> [Problem details]: Pull out every line of the records below that contains the word "human", and copy each such line in full. Matching is case-sensitive.

> [Listed entries]:
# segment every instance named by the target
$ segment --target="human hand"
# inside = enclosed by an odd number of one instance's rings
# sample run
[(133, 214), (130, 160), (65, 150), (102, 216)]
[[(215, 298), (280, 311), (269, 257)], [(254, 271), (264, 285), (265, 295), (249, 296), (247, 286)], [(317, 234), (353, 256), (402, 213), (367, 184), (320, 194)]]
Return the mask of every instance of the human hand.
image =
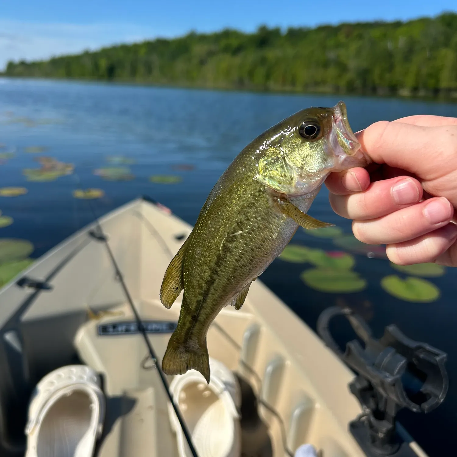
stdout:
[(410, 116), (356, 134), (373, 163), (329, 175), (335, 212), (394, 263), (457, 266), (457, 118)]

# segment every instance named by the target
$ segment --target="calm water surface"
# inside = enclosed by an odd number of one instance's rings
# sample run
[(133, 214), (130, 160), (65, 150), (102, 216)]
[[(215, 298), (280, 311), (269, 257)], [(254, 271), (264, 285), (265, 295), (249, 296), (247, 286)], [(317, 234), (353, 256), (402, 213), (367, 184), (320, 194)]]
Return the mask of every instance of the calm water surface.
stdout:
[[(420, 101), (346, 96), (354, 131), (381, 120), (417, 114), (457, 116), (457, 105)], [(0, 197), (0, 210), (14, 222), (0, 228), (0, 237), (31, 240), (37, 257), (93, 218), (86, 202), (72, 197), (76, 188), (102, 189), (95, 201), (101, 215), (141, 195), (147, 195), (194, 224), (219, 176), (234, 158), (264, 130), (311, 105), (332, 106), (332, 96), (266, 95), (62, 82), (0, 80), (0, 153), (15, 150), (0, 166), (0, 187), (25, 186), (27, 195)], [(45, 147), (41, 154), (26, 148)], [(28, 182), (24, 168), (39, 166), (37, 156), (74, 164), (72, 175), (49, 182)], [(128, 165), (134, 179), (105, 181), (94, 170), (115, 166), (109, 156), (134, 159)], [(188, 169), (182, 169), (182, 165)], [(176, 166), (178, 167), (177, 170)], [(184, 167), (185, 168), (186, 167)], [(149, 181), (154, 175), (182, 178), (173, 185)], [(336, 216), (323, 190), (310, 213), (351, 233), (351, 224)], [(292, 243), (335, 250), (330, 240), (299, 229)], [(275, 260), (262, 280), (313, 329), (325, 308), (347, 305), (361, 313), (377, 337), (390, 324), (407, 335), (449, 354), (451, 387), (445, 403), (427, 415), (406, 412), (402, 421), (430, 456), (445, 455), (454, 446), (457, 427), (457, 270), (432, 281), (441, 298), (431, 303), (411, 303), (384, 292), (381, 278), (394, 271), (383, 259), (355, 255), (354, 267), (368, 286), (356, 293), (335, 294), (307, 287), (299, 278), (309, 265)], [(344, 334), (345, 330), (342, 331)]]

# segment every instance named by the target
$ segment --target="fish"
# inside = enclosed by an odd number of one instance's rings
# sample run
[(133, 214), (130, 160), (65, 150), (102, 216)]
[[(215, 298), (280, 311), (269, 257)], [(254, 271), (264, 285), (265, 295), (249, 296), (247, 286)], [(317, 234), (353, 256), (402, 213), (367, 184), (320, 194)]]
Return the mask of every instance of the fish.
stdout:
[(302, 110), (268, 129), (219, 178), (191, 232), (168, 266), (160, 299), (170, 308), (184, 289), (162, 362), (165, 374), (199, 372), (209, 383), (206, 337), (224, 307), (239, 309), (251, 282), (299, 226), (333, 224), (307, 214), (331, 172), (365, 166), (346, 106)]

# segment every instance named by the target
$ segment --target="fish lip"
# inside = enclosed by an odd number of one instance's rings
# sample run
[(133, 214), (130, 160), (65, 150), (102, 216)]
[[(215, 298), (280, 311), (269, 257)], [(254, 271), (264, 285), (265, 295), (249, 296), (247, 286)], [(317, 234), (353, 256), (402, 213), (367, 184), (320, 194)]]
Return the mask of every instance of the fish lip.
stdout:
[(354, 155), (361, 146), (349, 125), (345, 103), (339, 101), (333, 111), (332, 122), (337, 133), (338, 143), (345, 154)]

--

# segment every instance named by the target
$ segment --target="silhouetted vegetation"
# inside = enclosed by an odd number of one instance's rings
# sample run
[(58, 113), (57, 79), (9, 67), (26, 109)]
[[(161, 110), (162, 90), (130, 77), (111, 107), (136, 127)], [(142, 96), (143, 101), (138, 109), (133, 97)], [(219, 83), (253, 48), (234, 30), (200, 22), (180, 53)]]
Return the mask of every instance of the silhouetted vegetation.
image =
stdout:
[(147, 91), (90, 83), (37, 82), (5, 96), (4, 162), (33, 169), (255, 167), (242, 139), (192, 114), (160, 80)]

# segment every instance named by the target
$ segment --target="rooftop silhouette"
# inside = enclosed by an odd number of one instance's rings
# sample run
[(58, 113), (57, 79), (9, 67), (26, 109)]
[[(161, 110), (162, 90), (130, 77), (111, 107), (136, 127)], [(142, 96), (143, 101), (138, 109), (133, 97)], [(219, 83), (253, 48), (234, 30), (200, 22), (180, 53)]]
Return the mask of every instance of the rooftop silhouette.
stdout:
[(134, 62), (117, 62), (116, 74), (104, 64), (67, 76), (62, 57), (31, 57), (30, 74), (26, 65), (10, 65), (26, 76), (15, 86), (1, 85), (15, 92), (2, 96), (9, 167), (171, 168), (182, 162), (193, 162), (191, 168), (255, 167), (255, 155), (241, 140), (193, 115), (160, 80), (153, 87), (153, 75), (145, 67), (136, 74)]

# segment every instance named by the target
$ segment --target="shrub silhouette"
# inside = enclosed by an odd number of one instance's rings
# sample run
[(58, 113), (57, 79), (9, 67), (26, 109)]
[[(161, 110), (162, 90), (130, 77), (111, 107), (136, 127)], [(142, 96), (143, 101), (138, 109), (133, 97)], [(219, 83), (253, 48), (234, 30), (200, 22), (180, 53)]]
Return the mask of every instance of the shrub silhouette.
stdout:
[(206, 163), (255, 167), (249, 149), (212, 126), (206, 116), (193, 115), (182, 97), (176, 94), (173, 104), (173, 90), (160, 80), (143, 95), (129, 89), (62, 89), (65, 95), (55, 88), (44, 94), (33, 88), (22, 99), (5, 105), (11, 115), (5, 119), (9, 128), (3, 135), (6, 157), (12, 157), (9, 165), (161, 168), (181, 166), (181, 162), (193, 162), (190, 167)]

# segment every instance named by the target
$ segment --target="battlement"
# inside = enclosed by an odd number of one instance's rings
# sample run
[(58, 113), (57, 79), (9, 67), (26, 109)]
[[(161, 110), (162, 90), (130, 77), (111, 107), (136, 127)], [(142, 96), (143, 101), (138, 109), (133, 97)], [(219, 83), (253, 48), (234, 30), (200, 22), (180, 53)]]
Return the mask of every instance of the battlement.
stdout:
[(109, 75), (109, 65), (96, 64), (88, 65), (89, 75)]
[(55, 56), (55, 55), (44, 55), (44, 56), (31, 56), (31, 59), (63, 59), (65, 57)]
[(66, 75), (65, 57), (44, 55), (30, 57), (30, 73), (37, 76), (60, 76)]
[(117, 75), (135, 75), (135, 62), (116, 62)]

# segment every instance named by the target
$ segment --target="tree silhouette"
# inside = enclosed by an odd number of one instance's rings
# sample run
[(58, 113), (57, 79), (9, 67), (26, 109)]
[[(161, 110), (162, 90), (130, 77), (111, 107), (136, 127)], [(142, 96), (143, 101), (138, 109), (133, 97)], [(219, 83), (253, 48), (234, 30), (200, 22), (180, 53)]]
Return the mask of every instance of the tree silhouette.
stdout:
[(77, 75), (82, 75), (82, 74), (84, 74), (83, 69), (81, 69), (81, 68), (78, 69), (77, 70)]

> [Exercise solution]:
$ segment --target="human hand"
Return the mask of every instance of the human hand.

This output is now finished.